■ **Given instruction A**
In the records below, start at the line containing "point: white horse" and copy every line through the end of the records, requests included, without the pictures. Scale each coordinate in the answers by 0.8 and round to whole numbers, with halves rounded up. Leave the numbers in the requests and their format samples unchanged.

■ **Excerpt provided**

::::

If you agree so far, you need to know, accept, and immerse yourself into the remarketing arena. First, accept the fact that while fuel costs are making a run for the title as the single most costly expense of vehicle ownership and resale retention rates have been relatively high for the past few years, depreciation still ranks ahead of all costs. And, that’s precisely where you can emerge as a hero with significant cost savings by your own hand.

AF’s own research identifying our readers’ main fleet responsibilities shows that 63 percent of fleet managers “manage” the remarketing of used units. This factor begs the question as to how resale is managed. Are you merely monitoring your FMC, who does it for you? Are you a public sector fleet where you run your trucks and cars literally into the ground before getting rid of them? Do you really know what your three-year-old car with 75,000 miles on the odometer is really worth? How do you know for sure the values of used cars sold to employees are what they should be?

::::

Location labeling records
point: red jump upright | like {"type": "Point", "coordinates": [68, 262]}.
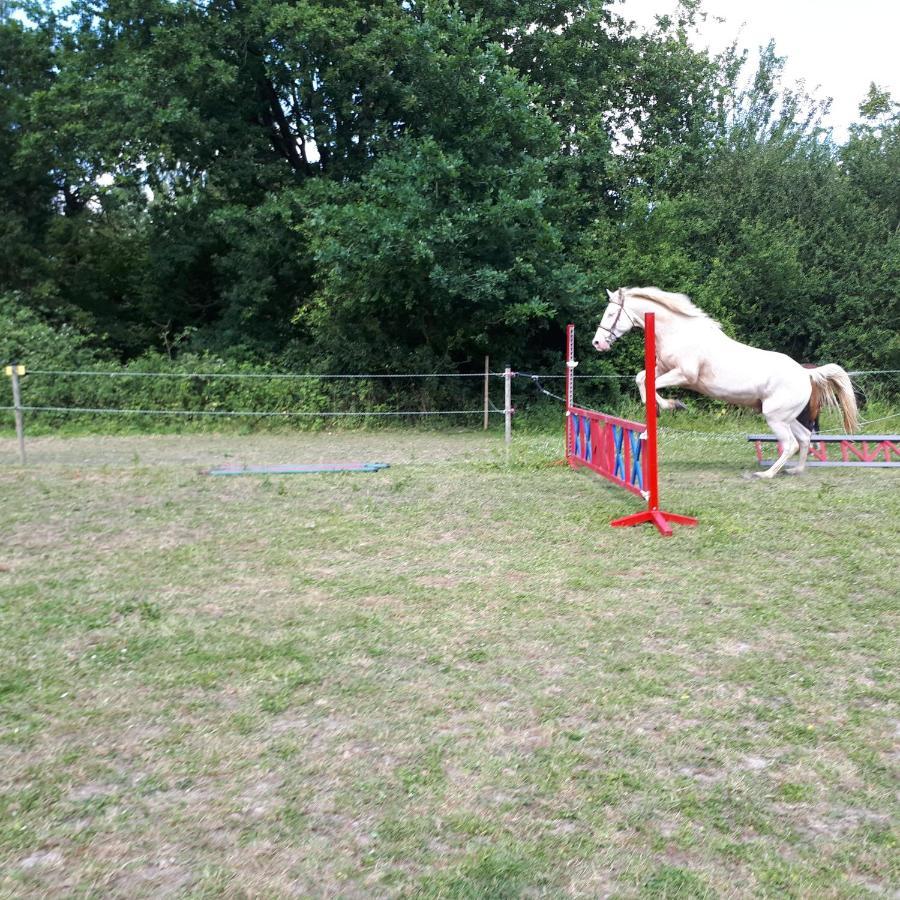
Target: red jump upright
{"type": "Point", "coordinates": [622, 451]}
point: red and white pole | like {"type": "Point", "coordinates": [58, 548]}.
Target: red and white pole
{"type": "Point", "coordinates": [650, 445]}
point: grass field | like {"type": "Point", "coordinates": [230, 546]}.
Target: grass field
{"type": "Point", "coordinates": [450, 678]}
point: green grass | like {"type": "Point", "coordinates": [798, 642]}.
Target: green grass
{"type": "Point", "coordinates": [447, 679]}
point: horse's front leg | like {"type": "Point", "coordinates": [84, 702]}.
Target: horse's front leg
{"type": "Point", "coordinates": [661, 402]}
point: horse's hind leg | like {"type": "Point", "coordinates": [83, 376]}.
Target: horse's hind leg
{"type": "Point", "coordinates": [803, 435]}
{"type": "Point", "coordinates": [789, 446]}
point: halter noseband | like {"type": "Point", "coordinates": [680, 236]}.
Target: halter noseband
{"type": "Point", "coordinates": [620, 300]}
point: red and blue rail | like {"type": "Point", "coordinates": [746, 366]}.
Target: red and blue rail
{"type": "Point", "coordinates": [622, 451]}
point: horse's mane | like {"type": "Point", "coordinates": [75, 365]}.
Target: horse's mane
{"type": "Point", "coordinates": [677, 303]}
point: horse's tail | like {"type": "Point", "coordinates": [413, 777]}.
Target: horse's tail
{"type": "Point", "coordinates": [832, 387]}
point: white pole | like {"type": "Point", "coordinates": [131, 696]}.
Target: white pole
{"type": "Point", "coordinates": [507, 403]}
{"type": "Point", "coordinates": [487, 394]}
{"type": "Point", "coordinates": [17, 410]}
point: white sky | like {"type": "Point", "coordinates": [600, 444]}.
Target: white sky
{"type": "Point", "coordinates": [836, 47]}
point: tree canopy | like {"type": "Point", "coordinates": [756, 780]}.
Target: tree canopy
{"type": "Point", "coordinates": [391, 185]}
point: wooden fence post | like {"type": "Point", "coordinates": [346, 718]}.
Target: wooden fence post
{"type": "Point", "coordinates": [507, 404]}
{"type": "Point", "coordinates": [487, 391]}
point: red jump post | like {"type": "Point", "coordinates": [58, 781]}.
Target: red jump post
{"type": "Point", "coordinates": [620, 450]}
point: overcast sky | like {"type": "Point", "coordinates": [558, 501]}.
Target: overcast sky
{"type": "Point", "coordinates": [834, 45]}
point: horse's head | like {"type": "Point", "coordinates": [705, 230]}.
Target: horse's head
{"type": "Point", "coordinates": [616, 321]}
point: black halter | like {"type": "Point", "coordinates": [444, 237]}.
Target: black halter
{"type": "Point", "coordinates": [620, 300]}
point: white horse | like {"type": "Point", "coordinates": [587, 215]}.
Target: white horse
{"type": "Point", "coordinates": [692, 351]}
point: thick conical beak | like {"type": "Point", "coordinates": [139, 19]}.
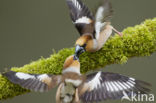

::::

■ **Given instruction B**
According to the excerpt on fleet vehicle remarketing, what share of fleet managers manage the remarketing of used units?

■ **Exercise output A**
point: white horse | like {"type": "Point", "coordinates": [587, 215]}.
Target: white horse
{"type": "Point", "coordinates": [554, 281]}
point: thick conical beak | like {"type": "Point", "coordinates": [139, 19]}.

■ **Exercise output B**
63 percent of fleet managers manage the remarketing of used units.